TREATMENT OF ALIMONY AND SEPARATE MAINTENANCE PAYMENTS

Approved:   November 22, 2021
PART 1 OF THE MICHIGAN INCOME TAX ACT
 

Pursuant to MCL 205.6a, a taxpayer may rely on a Revenue Administrative Bulletin issued by the Department of Treasury after September 30, 2006 and shall not be penalized for that reliance until the bulletin is revoked in writing. However, reliance by the taxpayer is limited to issues addressed in the bulletin for tax periods up to the effective date of an amendment to the law upon which the bulletin is based or for tax periods up to the date of a final order of a court of competent jurisdiction for which all rights of appeal have been exhausted or have expired that overrules or modifies the law upon which the bulletin is based.

 

RAB 2021-19.  This Revenue Administrative Bulletin (RAB) addresses: (1) the treatment of alimony and separate maintenance deductions under Part 1 of the Michigan Income Tax Act (MITA); (2) the effect of the federal Tax Cuts and Jobs Act (TCJA) on alimony and separate maintenance deductions; and (3) the TCJA's effect on whether alimony is included in total household resources for purposes of the homestead property tax credit and the home heating credit.

LAW AND ANALYSIS

I.  Alimony or separate maintenance deductions under Part 1 of MITA.

Statutory framework of MITA. Under the MITA, Michigan "taxable income" for individuals is federal adjusted gross income (AGI) subject to certain adjustments.[1]  Among the adjustments are the allocation and apportionment provisions in Chapter 3 of the MITA.[2]  For residents,[3] Chapter 3 allocates income from any source to Michigan except for income allocated or apportioned under sections 111 to 115.[4]  For nonresidents, generally, wages, gambling winnings, and business income earned, received or acquired through activity in Michigan are allocated or apportioned to Michigan.[5] 

Michigan resident payer spouse. A Michigan resident payer spouse is not required to make a Michigan adjustment to AGI for any alimony or separate maintenance payments, including any alimony or separate maintenance payments that were deducted in another state.  

Michigan resident recipient spouse. A Michigan resident recipient spouse must include all alimony or separate maintenance payments that are included in the recipient's AGI.

- _Prompt 1_
Answer these questions about the Michigan alimony bulletin:
(a) On what date was the bulletin approved?
(b) Which statute allows a taxpayer to rely on a Revenue Administrative Bulletin?
(c) Is a Michigan resident payer spouse required to make a Michigan adjustment to AGI for alimony or separate maintenance payments?
- _Prompt 2_
Transcribe the Michigan alimony bulletin word for word, everything from "RAB 2021-19.  This Revenue" down to "home heating credit.".
The lines that come next are separate material, unrelated to the text.

- _Provided material_
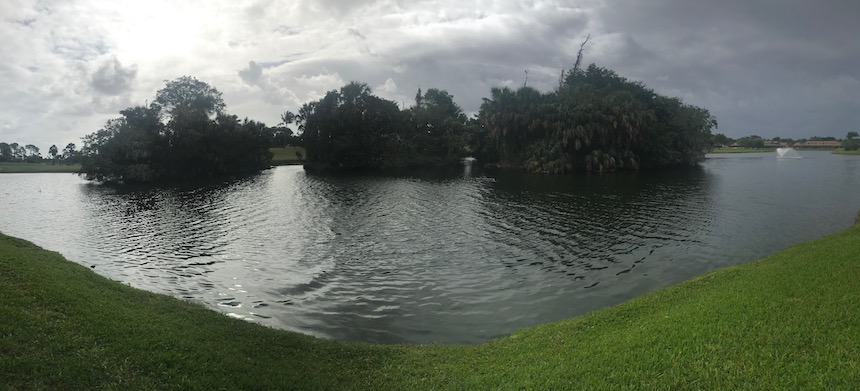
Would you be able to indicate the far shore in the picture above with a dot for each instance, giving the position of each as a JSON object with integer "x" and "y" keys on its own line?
{"x": 20, "y": 167}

- _Task answer 1_
(a) November 22, 2021
(b) MCL 205.6a
(c) No

- _Task answer 2_
RAB 2021-19.  This Revenue Administrative Bulletin (RAB) addresses: (1) the treatment of alimony and separate maintenance deductions under Part 1 of the Michigan Income Tax Act (MITA); (2) the effect of the federal Tax Cuts and Jobs Act (TCJA) on alimony and separate maintenance deductions; and (3) the TCJA's effect on whether alimony is included in total household resources for purposes of the homestead property tax credit and the home heating credit.